>> Begin

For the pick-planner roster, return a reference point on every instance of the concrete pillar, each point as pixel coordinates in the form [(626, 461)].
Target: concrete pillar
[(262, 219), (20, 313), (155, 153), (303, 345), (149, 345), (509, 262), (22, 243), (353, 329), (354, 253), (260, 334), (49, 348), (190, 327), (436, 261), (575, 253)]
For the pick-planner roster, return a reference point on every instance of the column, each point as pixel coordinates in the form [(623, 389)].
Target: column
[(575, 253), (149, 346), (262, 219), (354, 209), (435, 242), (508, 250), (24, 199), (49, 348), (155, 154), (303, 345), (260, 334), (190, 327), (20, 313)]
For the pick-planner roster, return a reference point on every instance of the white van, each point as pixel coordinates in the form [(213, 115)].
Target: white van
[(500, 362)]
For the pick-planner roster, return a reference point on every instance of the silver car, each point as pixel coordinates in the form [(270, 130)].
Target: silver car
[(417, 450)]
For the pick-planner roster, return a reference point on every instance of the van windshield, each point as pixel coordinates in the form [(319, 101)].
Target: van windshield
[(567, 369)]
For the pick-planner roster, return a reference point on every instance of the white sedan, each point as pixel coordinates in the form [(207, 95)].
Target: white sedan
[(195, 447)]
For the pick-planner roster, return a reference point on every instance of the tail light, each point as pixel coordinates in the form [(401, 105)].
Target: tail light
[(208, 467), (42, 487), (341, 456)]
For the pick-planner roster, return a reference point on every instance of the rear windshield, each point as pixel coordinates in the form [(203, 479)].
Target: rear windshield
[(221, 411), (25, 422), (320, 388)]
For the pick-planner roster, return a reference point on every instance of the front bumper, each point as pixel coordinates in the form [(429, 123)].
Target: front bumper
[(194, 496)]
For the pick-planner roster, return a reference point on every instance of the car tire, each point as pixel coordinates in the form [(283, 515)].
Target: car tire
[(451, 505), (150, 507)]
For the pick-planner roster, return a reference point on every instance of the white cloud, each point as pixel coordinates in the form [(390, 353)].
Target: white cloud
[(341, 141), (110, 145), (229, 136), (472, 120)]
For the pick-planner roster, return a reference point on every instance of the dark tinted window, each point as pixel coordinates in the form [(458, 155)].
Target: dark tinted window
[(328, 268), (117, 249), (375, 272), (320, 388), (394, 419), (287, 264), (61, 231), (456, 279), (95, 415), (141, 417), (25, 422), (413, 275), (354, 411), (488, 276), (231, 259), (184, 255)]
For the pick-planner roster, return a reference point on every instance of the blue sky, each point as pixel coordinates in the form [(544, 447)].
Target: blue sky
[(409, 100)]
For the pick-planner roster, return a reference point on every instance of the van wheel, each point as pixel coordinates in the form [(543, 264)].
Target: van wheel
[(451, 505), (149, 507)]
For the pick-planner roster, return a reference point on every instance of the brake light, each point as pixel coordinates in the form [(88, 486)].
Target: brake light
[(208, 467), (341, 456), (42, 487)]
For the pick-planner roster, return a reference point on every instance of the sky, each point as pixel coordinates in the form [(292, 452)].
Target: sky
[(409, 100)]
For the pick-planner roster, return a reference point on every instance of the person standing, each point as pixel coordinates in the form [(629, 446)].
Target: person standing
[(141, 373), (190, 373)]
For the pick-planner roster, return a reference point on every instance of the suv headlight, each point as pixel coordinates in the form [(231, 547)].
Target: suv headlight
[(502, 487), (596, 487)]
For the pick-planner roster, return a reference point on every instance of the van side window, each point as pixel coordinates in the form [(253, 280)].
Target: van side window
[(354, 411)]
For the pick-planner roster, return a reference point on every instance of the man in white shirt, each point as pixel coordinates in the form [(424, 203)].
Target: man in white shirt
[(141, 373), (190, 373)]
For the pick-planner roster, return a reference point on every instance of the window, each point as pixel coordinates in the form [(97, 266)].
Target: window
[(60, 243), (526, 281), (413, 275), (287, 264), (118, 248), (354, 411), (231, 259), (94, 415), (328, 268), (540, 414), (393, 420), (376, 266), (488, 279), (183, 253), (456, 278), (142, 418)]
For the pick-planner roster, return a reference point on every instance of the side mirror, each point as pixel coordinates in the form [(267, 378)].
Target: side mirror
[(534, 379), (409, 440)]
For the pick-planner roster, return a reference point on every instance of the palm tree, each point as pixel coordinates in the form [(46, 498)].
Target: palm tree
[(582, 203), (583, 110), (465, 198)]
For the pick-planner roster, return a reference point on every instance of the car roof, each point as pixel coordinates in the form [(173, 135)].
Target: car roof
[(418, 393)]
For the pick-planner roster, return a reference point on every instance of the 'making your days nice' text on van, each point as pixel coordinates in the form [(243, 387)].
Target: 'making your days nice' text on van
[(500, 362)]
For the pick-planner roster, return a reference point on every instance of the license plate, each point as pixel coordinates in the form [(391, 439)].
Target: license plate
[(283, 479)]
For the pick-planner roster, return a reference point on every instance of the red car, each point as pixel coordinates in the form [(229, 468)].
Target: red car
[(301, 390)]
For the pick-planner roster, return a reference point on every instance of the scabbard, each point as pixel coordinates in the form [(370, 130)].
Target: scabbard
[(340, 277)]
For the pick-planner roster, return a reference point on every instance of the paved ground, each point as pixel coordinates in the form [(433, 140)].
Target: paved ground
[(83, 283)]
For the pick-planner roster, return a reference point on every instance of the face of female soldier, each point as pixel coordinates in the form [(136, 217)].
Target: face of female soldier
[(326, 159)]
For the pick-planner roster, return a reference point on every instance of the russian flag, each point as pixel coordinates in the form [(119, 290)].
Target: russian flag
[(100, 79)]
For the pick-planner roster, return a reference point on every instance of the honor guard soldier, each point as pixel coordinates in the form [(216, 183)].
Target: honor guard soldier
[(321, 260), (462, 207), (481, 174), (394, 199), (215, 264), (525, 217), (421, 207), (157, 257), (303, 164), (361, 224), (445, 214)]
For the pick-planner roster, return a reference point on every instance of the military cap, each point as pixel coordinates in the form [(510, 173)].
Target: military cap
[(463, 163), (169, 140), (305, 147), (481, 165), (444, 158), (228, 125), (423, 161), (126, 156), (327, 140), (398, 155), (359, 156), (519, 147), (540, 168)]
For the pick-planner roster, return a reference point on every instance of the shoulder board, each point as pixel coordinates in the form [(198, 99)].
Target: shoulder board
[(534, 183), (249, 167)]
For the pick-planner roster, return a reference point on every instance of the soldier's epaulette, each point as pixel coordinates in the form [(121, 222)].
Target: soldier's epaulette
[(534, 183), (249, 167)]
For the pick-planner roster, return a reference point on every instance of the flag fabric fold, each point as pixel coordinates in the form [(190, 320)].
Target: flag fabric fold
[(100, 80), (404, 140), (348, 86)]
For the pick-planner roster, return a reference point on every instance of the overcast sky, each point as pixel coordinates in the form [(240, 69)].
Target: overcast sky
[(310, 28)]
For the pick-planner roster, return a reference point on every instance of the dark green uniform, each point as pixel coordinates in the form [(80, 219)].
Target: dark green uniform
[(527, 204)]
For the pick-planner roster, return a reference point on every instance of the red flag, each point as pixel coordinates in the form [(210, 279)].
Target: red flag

>> End

Written task: Rewrite every line of the material, from the very start down to the line containing "[(195, 447)]", both included, and add -30 to each coordinate in the answers.

Exercise answer:
For the pick-planner roster, return a reference point on every instance of the concrete pillar, each point as pixel coordinates in the form [(626, 461)].
Target: concrete pillar
[(232, 189), (-10, 283), (125, 123), (273, 315), (119, 315), (479, 232), (-8, 213), (323, 299), (324, 223), (230, 304), (19, 318), (160, 297), (406, 231), (545, 223)]
For the pick-planner roster, return a reference point on every instance of the column, each point as pixel coordinates in the form [(623, 389)].
Target: column
[(545, 223), (119, 316), (232, 189), (324, 179), (405, 212), (478, 220), (-6, 169), (19, 318), (125, 124), (273, 315), (230, 304), (160, 297), (-10, 283)]
For the pick-planner roster, return a reference point on every instance of the white van, each point as pixel coordinates in the form [(213, 115)].
Target: white van
[(470, 332)]
For the pick-planner roster, return a reference point on every instance of the silver car, each point as pixel coordinates in the form [(270, 130)].
Target: silver car
[(387, 420)]
For the pick-planner roster, return a reference point on every instance of the van windshield, each point as pixel coordinates in the form [(319, 101)].
Target: van windshield
[(537, 339)]
For the pick-planner roster, return a reference point on every instance of the white sedan, each point as pixel coordinates in the form [(207, 95)].
Target: white sedan
[(165, 417)]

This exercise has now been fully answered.